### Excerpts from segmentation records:

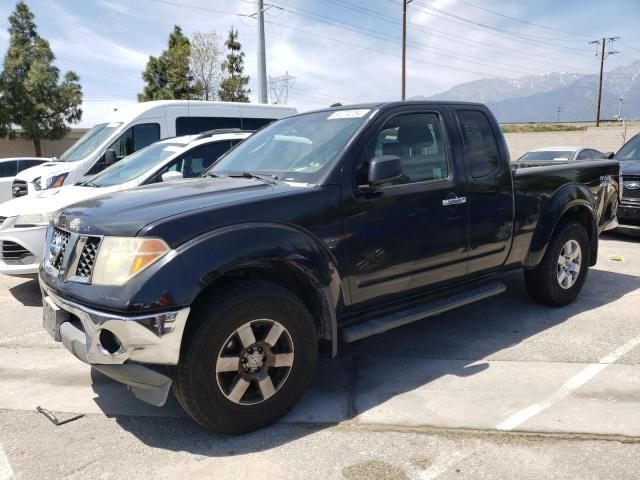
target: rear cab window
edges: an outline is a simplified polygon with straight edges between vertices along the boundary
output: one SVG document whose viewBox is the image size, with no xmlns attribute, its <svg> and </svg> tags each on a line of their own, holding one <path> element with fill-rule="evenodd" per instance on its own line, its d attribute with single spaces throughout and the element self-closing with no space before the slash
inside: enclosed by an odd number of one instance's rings
<svg viewBox="0 0 640 480">
<path fill-rule="evenodd" d="M 500 155 L 489 117 L 480 110 L 457 110 L 456 115 L 470 176 L 481 178 L 496 172 Z"/>
</svg>

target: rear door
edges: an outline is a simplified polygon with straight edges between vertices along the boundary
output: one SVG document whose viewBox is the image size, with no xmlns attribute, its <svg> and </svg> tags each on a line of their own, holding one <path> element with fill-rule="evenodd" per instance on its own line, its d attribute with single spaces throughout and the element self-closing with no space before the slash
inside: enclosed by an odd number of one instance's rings
<svg viewBox="0 0 640 480">
<path fill-rule="evenodd" d="M 344 207 L 354 304 L 402 297 L 466 273 L 466 191 L 450 143 L 450 113 L 441 106 L 394 112 L 378 120 L 359 152 L 353 196 Z M 380 155 L 399 156 L 403 175 L 367 193 L 358 186 L 366 183 L 371 158 Z"/>
<path fill-rule="evenodd" d="M 456 107 L 469 208 L 469 273 L 497 270 L 513 232 L 513 180 L 497 123 L 481 107 Z"/>
</svg>

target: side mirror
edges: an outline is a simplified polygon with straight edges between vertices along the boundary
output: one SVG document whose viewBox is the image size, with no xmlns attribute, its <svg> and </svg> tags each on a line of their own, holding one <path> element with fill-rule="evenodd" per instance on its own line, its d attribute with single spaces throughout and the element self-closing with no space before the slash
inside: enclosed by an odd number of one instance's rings
<svg viewBox="0 0 640 480">
<path fill-rule="evenodd" d="M 402 175 L 402 163 L 397 155 L 381 155 L 369 161 L 369 187 L 376 188 Z"/>
<path fill-rule="evenodd" d="M 180 172 L 171 170 L 169 172 L 164 172 L 161 178 L 163 182 L 170 182 L 171 180 L 181 180 L 183 177 Z"/>
<path fill-rule="evenodd" d="M 114 163 L 116 163 L 118 161 L 118 157 L 116 157 L 116 152 L 109 148 L 104 152 L 104 155 L 102 156 L 102 162 L 105 164 L 105 166 L 109 166 L 109 165 L 113 165 Z"/>
</svg>

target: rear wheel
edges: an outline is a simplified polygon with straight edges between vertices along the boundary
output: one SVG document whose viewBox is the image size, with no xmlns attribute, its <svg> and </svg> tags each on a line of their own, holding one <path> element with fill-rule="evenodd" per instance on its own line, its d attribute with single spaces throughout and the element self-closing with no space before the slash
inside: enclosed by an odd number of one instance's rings
<svg viewBox="0 0 640 480">
<path fill-rule="evenodd" d="M 291 292 L 251 282 L 194 309 L 175 370 L 174 392 L 208 430 L 244 433 L 283 417 L 313 376 L 318 339 L 311 314 Z"/>
<path fill-rule="evenodd" d="M 529 295 L 546 305 L 573 302 L 587 279 L 589 252 L 589 236 L 582 225 L 571 222 L 561 226 L 540 264 L 524 272 Z"/>
</svg>

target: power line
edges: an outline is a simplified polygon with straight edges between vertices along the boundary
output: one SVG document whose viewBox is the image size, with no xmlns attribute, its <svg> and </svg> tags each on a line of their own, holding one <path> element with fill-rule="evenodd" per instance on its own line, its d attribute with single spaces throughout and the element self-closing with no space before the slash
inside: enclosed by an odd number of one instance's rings
<svg viewBox="0 0 640 480">
<path fill-rule="evenodd" d="M 348 22 L 344 22 L 341 20 L 337 20 L 337 19 L 333 19 L 332 17 L 327 17 L 325 15 L 321 15 L 321 14 L 317 14 L 315 12 L 311 12 L 309 10 L 303 10 L 300 8 L 290 8 L 290 7 L 283 7 L 280 5 L 275 5 L 276 8 L 281 9 L 283 11 L 286 11 L 288 13 L 291 13 L 293 15 L 299 15 L 320 23 L 324 23 L 330 26 L 334 26 L 334 27 L 338 27 L 338 28 L 342 28 L 344 30 L 350 31 L 350 32 L 354 32 L 354 33 L 358 33 L 361 35 L 366 35 L 372 38 L 375 38 L 377 40 L 381 40 L 384 42 L 391 42 L 395 45 L 400 44 L 401 41 L 394 38 L 394 37 L 390 37 L 388 35 L 384 35 L 378 32 L 374 32 L 371 31 L 369 29 L 365 29 L 363 27 L 359 27 L 357 25 L 348 23 Z M 318 18 L 316 18 L 318 17 Z M 440 56 L 446 56 L 447 58 L 459 58 L 461 60 L 466 61 L 467 63 L 473 63 L 475 65 L 479 65 L 479 66 L 483 66 L 483 67 L 489 67 L 489 68 L 495 68 L 495 69 L 499 69 L 499 70 L 504 70 L 506 72 L 511 72 L 511 73 L 516 73 L 519 75 L 526 75 L 531 73 L 530 70 L 522 70 L 522 66 L 520 65 L 513 65 L 513 64 L 506 64 L 504 62 L 498 62 L 498 63 L 493 63 L 493 64 L 489 64 L 489 63 L 485 63 L 485 62 L 478 62 L 478 57 L 475 57 L 473 55 L 466 55 L 466 54 L 461 54 L 459 52 L 455 52 L 453 50 L 444 50 L 442 48 L 436 48 L 436 47 L 430 47 L 428 45 L 424 45 L 418 42 L 408 42 L 410 46 L 410 48 L 415 49 L 415 50 L 420 50 L 426 53 L 432 53 L 435 55 L 440 55 Z M 507 67 L 514 67 L 518 70 L 514 70 L 513 68 L 504 68 L 501 67 L 500 65 L 506 65 Z"/>
<path fill-rule="evenodd" d="M 393 3 L 396 3 L 394 0 L 390 0 L 390 1 L 392 1 Z M 428 5 L 428 4 L 425 4 L 425 3 L 422 3 L 422 2 L 418 2 L 417 0 L 416 0 L 415 3 L 417 5 L 419 5 L 420 7 L 422 7 L 423 11 L 427 15 L 432 15 L 432 16 L 435 16 L 436 14 L 437 15 L 442 15 L 442 17 L 437 17 L 437 18 L 441 18 L 443 20 L 451 21 L 451 22 L 458 23 L 458 24 L 467 23 L 467 24 L 470 24 L 470 25 L 475 25 L 477 27 L 481 27 L 481 28 L 484 28 L 484 29 L 488 29 L 488 30 L 492 30 L 492 31 L 498 32 L 498 33 L 500 33 L 502 35 L 506 35 L 506 36 L 509 36 L 511 38 L 518 38 L 521 41 L 528 42 L 528 43 L 547 45 L 547 46 L 550 46 L 550 47 L 555 48 L 555 49 L 563 49 L 563 50 L 568 50 L 568 51 L 576 51 L 576 52 L 582 52 L 582 53 L 587 52 L 587 50 L 583 50 L 583 49 L 580 49 L 580 48 L 567 47 L 567 46 L 564 46 L 564 45 L 556 45 L 556 44 L 553 44 L 553 43 L 549 43 L 549 41 L 557 41 L 558 39 L 556 39 L 556 38 L 550 39 L 548 37 L 540 37 L 540 36 L 537 36 L 537 35 L 527 35 L 527 34 L 523 34 L 523 33 L 518 33 L 518 32 L 514 32 L 514 31 L 511 31 L 511 30 L 504 29 L 504 28 L 494 27 L 492 25 L 487 25 L 487 24 L 484 24 L 484 23 L 481 23 L 481 22 L 476 22 L 474 20 L 470 20 L 470 19 L 462 17 L 460 15 L 455 15 L 453 13 L 447 12 L 445 10 L 441 10 L 441 9 L 433 7 L 431 5 Z"/>
<path fill-rule="evenodd" d="M 369 15 L 373 18 L 379 19 L 379 20 L 383 20 L 385 22 L 388 23 L 392 23 L 395 25 L 400 25 L 401 24 L 401 20 L 398 18 L 393 18 L 390 17 L 389 15 L 386 15 L 382 12 L 378 12 L 376 10 L 371 10 L 370 8 L 365 8 L 365 7 L 361 7 L 359 5 L 355 5 L 353 3 L 350 3 L 346 0 L 326 0 L 329 3 L 333 3 L 334 5 L 340 6 L 342 8 L 357 12 L 357 13 L 362 13 L 365 15 Z M 497 45 L 494 43 L 488 43 L 485 41 L 480 41 L 480 40 L 470 40 L 470 39 L 465 39 L 462 38 L 459 35 L 453 35 L 451 33 L 448 32 L 443 32 L 442 30 L 437 30 L 434 28 L 429 27 L 428 29 L 425 28 L 423 25 L 420 25 L 418 23 L 415 22 L 410 22 L 407 21 L 407 25 L 410 25 L 412 27 L 412 30 L 418 30 L 421 32 L 425 32 L 428 33 L 431 37 L 436 36 L 436 37 L 442 37 L 442 38 L 446 38 L 447 40 L 454 42 L 454 43 L 459 43 L 462 45 L 469 45 L 472 46 L 474 48 L 479 48 L 479 49 L 483 49 L 483 50 L 488 50 L 488 51 L 493 51 L 493 52 L 499 52 L 502 55 L 506 55 L 506 56 L 511 56 L 511 57 L 515 57 L 516 59 L 520 60 L 522 58 L 522 52 L 520 50 L 515 50 L 515 49 L 510 49 L 510 48 L 506 48 L 503 45 Z M 487 33 L 484 32 L 483 33 Z M 517 41 L 517 39 L 516 39 Z M 545 58 L 547 59 L 551 59 L 554 60 L 553 57 L 549 57 L 548 55 L 545 55 Z M 539 65 L 548 65 L 548 66 L 552 66 L 552 67 L 560 67 L 560 68 L 566 68 L 567 64 L 564 63 L 565 59 L 555 59 L 556 61 L 559 62 L 563 62 L 562 64 L 558 64 L 558 63 L 552 63 L 552 62 L 548 62 L 548 61 L 544 61 L 544 60 L 534 60 L 533 62 L 531 61 L 531 58 L 527 59 L 527 63 L 531 64 L 531 63 L 536 63 Z M 573 62 L 575 62 L 575 59 L 572 59 Z M 579 63 L 583 63 L 584 62 L 580 62 Z M 584 64 L 586 65 L 586 64 Z M 586 68 L 586 67 L 582 67 L 582 68 Z"/>
<path fill-rule="evenodd" d="M 585 33 L 570 32 L 568 30 L 561 30 L 559 28 L 553 28 L 553 27 L 549 27 L 547 25 L 540 25 L 538 23 L 529 22 L 529 21 L 523 20 L 521 18 L 510 17 L 509 15 L 505 15 L 504 13 L 496 12 L 494 10 L 489 10 L 488 8 L 481 7 L 480 5 L 476 5 L 475 3 L 468 2 L 467 0 L 458 0 L 458 2 L 464 3 L 465 5 L 469 5 L 469 6 L 474 7 L 474 8 L 477 8 L 477 9 L 482 10 L 484 12 L 488 12 L 488 13 L 492 13 L 494 15 L 498 15 L 499 17 L 502 17 L 502 18 L 507 18 L 507 19 L 513 20 L 515 22 L 520 22 L 520 23 L 524 23 L 526 25 L 531 25 L 532 27 L 543 28 L 545 30 L 564 33 L 564 34 L 567 34 L 567 35 L 575 35 L 575 36 L 578 36 L 578 37 L 591 37 L 591 35 L 587 35 Z M 577 41 L 577 42 L 580 42 L 581 40 L 561 40 L 561 39 L 558 39 L 558 41 Z"/>
<path fill-rule="evenodd" d="M 229 12 L 225 10 L 217 10 L 215 8 L 201 7 L 199 5 L 191 5 L 188 3 L 171 2 L 169 0 L 147 0 L 148 2 L 161 3 L 163 5 L 171 5 L 173 7 L 192 8 L 194 10 L 202 10 L 204 12 L 222 13 L 223 15 L 237 15 L 238 17 L 248 17 L 249 15 L 238 12 Z"/>
</svg>

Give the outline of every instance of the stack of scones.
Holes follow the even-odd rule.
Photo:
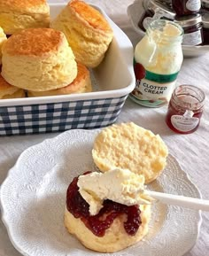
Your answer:
[[[92,91],[89,68],[113,37],[103,15],[72,0],[54,20],[46,0],[0,2],[0,99]]]

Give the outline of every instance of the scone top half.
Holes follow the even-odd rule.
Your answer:
[[[3,46],[2,75],[12,85],[34,91],[71,83],[77,64],[65,35],[52,28],[28,28]]]
[[[50,27],[66,35],[77,62],[91,68],[102,62],[113,37],[103,14],[81,0],[70,1]]]
[[[46,0],[1,0],[0,27],[7,35],[24,28],[49,27],[50,6]]]

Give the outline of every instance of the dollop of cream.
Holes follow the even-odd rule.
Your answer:
[[[99,212],[105,199],[126,206],[151,204],[151,198],[143,194],[143,175],[121,168],[93,172],[78,179],[79,192],[89,205],[91,215]]]

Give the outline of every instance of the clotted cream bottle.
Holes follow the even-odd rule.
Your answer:
[[[183,59],[182,35],[182,27],[173,21],[151,23],[135,49],[135,88],[131,99],[149,107],[169,102]]]

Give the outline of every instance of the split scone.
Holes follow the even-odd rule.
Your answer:
[[[167,155],[167,147],[159,135],[133,122],[104,128],[97,136],[92,150],[94,162],[102,172],[127,168],[143,175],[145,183],[161,174]]]
[[[45,91],[28,90],[28,97],[43,97],[56,95],[68,95],[72,93],[84,93],[92,91],[91,80],[89,69],[82,64],[77,64],[78,74],[67,86]]]
[[[25,97],[24,89],[9,84],[0,75],[0,99]]]
[[[0,27],[6,35],[25,28],[49,27],[49,4],[46,0],[1,0]]]
[[[104,16],[81,0],[70,1],[50,27],[66,35],[76,60],[88,67],[101,63],[113,37]]]
[[[77,76],[77,63],[65,35],[52,28],[28,28],[12,35],[2,54],[2,76],[24,89],[55,89]]]
[[[144,177],[128,170],[86,173],[66,192],[65,225],[87,248],[114,252],[148,232],[151,198],[141,191]]]
[[[6,42],[6,40],[7,40],[6,35],[0,27],[0,65],[2,64],[2,46]]]

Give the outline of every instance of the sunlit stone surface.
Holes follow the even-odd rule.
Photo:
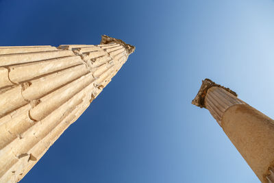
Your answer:
[[[0,182],[16,182],[111,81],[135,47],[0,47]]]
[[[273,119],[208,79],[192,104],[210,111],[262,182],[274,182]]]

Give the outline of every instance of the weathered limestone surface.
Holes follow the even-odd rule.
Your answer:
[[[16,182],[111,81],[135,47],[0,47],[0,182]]]
[[[208,109],[262,182],[274,182],[274,121],[211,80],[192,104]]]

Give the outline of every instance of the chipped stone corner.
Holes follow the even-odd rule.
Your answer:
[[[206,78],[204,80],[202,80],[201,88],[199,90],[198,93],[196,95],[195,98],[194,98],[194,99],[192,101],[191,103],[201,108],[206,108],[205,98],[206,93],[208,92],[208,90],[212,86],[217,86],[222,88],[226,91],[234,95],[235,97],[238,96],[235,92],[232,91],[229,88],[225,88],[223,86],[221,86],[220,84],[217,84],[214,82],[212,82],[212,80],[210,80],[210,79]]]
[[[123,45],[128,52],[129,55],[132,54],[135,51],[134,46],[132,46],[129,44],[127,44],[121,39],[114,38],[106,35],[102,36],[102,39],[100,42],[101,45],[107,45],[111,42],[116,42],[118,44]]]

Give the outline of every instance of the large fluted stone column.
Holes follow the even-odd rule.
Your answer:
[[[0,47],[0,182],[16,182],[111,81],[135,47]]]
[[[262,182],[274,182],[273,119],[208,79],[192,103],[210,111]]]

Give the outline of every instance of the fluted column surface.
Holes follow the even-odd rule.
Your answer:
[[[0,47],[0,182],[19,181],[134,51],[104,36],[99,45]]]
[[[225,111],[236,104],[245,103],[224,89],[213,86],[208,90],[205,98],[206,108],[221,125],[221,119]]]
[[[274,182],[273,119],[208,79],[192,104],[210,111],[262,182]]]

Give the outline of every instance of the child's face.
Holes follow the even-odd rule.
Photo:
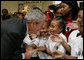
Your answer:
[[[59,27],[59,21],[55,21],[53,20],[51,22],[51,25],[50,25],[50,28],[49,28],[49,31],[52,33],[52,34],[59,34],[61,32],[61,28]]]
[[[47,36],[46,34],[48,32],[47,30],[48,30],[48,25],[47,23],[44,23],[42,29],[40,30],[41,36],[46,37]]]
[[[79,31],[83,36],[83,10],[79,11],[77,20],[78,20]]]

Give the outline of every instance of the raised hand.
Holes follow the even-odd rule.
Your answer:
[[[64,55],[65,55],[64,53],[62,53],[61,51],[58,51],[58,50],[56,50],[52,53],[52,57],[54,59],[62,58]]]

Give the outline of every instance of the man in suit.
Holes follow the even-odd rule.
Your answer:
[[[22,53],[21,49],[26,30],[26,22],[22,19],[11,18],[1,23],[1,59],[31,58],[32,52]]]

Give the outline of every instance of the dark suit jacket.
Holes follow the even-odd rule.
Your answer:
[[[21,58],[25,33],[25,20],[12,18],[1,23],[1,59]]]

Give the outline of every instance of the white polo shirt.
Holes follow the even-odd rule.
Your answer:
[[[63,37],[64,41],[67,42],[65,35],[63,35],[62,33],[60,33],[60,36]],[[65,52],[66,50],[64,49],[64,47],[62,46],[62,44],[58,43],[58,42],[53,42],[51,40],[51,36],[49,37],[49,39],[46,42],[46,47],[49,48],[51,50],[51,52],[59,50],[61,52]]]

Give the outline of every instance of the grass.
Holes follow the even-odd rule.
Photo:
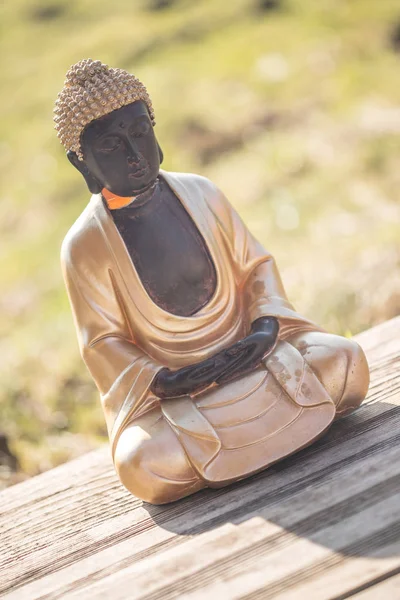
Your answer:
[[[4,453],[3,485],[106,437],[58,258],[88,200],[52,126],[81,58],[145,82],[164,168],[225,191],[299,312],[345,335],[400,312],[397,0],[167,4],[0,7],[0,427],[19,462]]]

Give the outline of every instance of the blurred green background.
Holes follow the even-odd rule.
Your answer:
[[[225,191],[299,312],[400,313],[398,0],[13,0],[0,53],[0,486],[106,439],[59,267],[89,195],[52,110],[82,58],[142,79],[164,168]]]

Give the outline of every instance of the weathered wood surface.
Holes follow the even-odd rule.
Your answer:
[[[400,598],[400,318],[358,339],[363,407],[266,473],[155,507],[101,449],[2,492],[0,595]]]

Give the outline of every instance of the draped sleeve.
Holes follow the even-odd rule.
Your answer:
[[[224,194],[208,179],[202,178],[202,185],[229,249],[248,323],[260,317],[276,317],[280,339],[299,331],[322,331],[296,312],[286,296],[274,257],[250,233]]]
[[[61,265],[82,358],[100,392],[111,441],[126,419],[157,402],[150,386],[162,365],[133,339],[107,243],[93,217],[67,234]]]

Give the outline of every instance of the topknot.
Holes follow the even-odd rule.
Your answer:
[[[72,65],[54,109],[55,129],[61,143],[67,151],[76,152],[82,160],[80,138],[85,127],[95,119],[136,100],[145,102],[154,126],[153,105],[145,86],[137,77],[90,58]]]

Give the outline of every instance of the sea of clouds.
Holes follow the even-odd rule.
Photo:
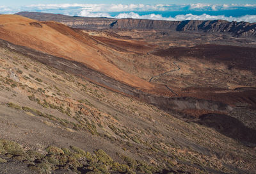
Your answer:
[[[228,10],[234,12],[234,15],[226,15],[225,12]],[[245,12],[244,13],[251,12],[251,13],[236,16],[236,12],[241,12],[241,10],[243,10],[243,12]],[[256,22],[256,4],[210,4],[197,3],[184,5],[40,4],[15,8],[0,6],[0,13],[15,13],[22,11],[60,13],[72,16],[114,17],[117,19],[134,18],[166,20],[221,19],[228,21]],[[147,14],[140,14],[141,13],[140,13],[141,12],[147,12]],[[156,13],[156,12],[157,12],[157,13]],[[166,16],[168,12],[180,12],[180,13],[175,16]],[[203,13],[195,15],[195,13],[193,13],[193,12],[201,12]],[[207,12],[222,12],[222,13],[220,15],[207,14]],[[113,12],[115,12],[115,15],[113,15]],[[161,14],[161,12],[165,12],[165,15]]]

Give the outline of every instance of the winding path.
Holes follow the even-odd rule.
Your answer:
[[[177,64],[176,64],[176,63],[175,63],[175,61],[173,61],[173,64],[174,64],[178,68],[175,69],[175,70],[170,70],[170,71],[167,71],[167,72],[166,72],[163,73],[163,74],[159,74],[159,75],[157,75],[153,76],[153,77],[152,77],[150,78],[150,79],[149,79],[149,82],[151,82],[154,78],[161,77],[161,76],[164,75],[165,75],[165,74],[168,74],[168,73],[169,73],[169,72],[172,72],[177,71],[177,70],[180,70],[180,68],[178,65],[177,65]],[[174,93],[176,96],[178,96],[178,95],[177,95],[173,90],[172,90],[171,88],[170,88],[169,86],[168,86],[166,85],[166,84],[165,84],[164,86],[165,86],[165,87],[167,88],[167,89],[169,90],[169,91],[170,91],[171,92],[172,92],[173,93]]]

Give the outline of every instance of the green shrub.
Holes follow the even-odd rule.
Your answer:
[[[103,150],[98,149],[94,151],[99,162],[102,163],[107,163],[113,162],[113,159],[109,157]]]
[[[61,148],[53,146],[49,146],[45,148],[45,151],[48,152],[49,154],[54,155],[60,155],[64,154],[63,150]]]

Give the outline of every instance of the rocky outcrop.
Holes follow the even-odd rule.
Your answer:
[[[170,98],[153,95],[111,78],[83,63],[56,57],[26,47],[15,45],[1,39],[0,47],[28,56],[32,59],[36,60],[46,65],[83,77],[102,87],[153,104],[165,111],[173,109],[181,111],[186,108],[228,113],[233,109],[229,105],[219,102],[191,97]]]
[[[20,12],[37,20],[55,20],[68,26],[83,29],[156,29],[176,31],[200,31],[229,33],[236,36],[256,36],[256,23],[215,20],[167,21],[146,19],[70,17],[37,12]]]

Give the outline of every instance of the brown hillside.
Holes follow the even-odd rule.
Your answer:
[[[125,72],[102,56],[103,45],[82,32],[55,22],[38,22],[13,15],[0,15],[0,38],[58,57],[81,62],[132,86],[152,90],[154,85]],[[39,27],[38,27],[39,26]]]

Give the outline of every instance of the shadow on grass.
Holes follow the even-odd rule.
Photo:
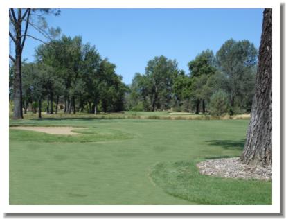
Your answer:
[[[220,146],[224,149],[242,150],[244,146],[245,139],[238,141],[233,140],[210,140],[206,141],[209,145]]]
[[[217,157],[205,157],[204,159],[222,159],[222,158],[232,158],[233,156],[217,156]]]

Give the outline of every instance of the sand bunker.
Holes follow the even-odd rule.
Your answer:
[[[80,133],[72,132],[71,130],[76,130],[80,129],[84,129],[87,128],[75,128],[75,127],[67,127],[67,126],[56,126],[56,127],[39,127],[39,126],[15,126],[10,127],[10,129],[13,130],[21,130],[28,131],[42,132],[52,134],[81,134]]]

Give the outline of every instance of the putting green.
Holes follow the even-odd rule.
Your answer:
[[[247,120],[11,120],[11,125],[88,128],[76,130],[84,134],[68,137],[10,130],[10,204],[204,204],[197,199],[186,200],[168,193],[151,179],[152,170],[162,162],[239,156],[248,123]],[[223,180],[222,183],[223,186]],[[268,193],[271,195],[271,191]],[[227,201],[235,194],[230,191],[223,198]],[[249,195],[246,193],[238,198]]]

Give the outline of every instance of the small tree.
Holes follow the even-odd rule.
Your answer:
[[[221,116],[229,110],[228,95],[224,91],[220,89],[211,97],[210,110],[211,114]]]

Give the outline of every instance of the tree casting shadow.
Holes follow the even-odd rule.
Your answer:
[[[206,141],[209,145],[220,146],[224,149],[232,149],[241,150],[244,146],[245,139],[238,141],[233,140],[210,140]]]

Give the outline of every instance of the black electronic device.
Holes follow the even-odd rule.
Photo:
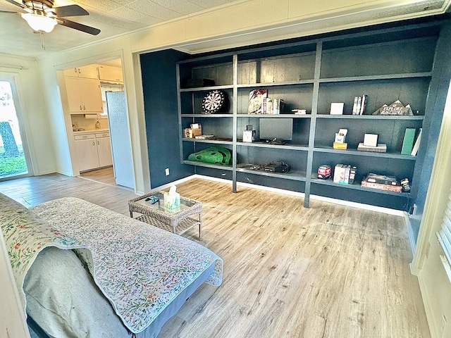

### JOB:
Copy the stretch of the records from the line containing "Give the outline of every instance of the tree" through the end, omitting any pictures.

### WRITTEN RESPONSE:
Give the outline of every instance of the tree casting shadow.
Holes follow the even-odd rule.
Your answer:
[[[206,141],[209,145],[220,146],[224,149],[232,149],[241,150],[244,146],[245,139],[238,141],[233,140],[210,140]]]

Give the outline of every instance of the black electronic device.
Holes follow the even-odd rule.
Photo:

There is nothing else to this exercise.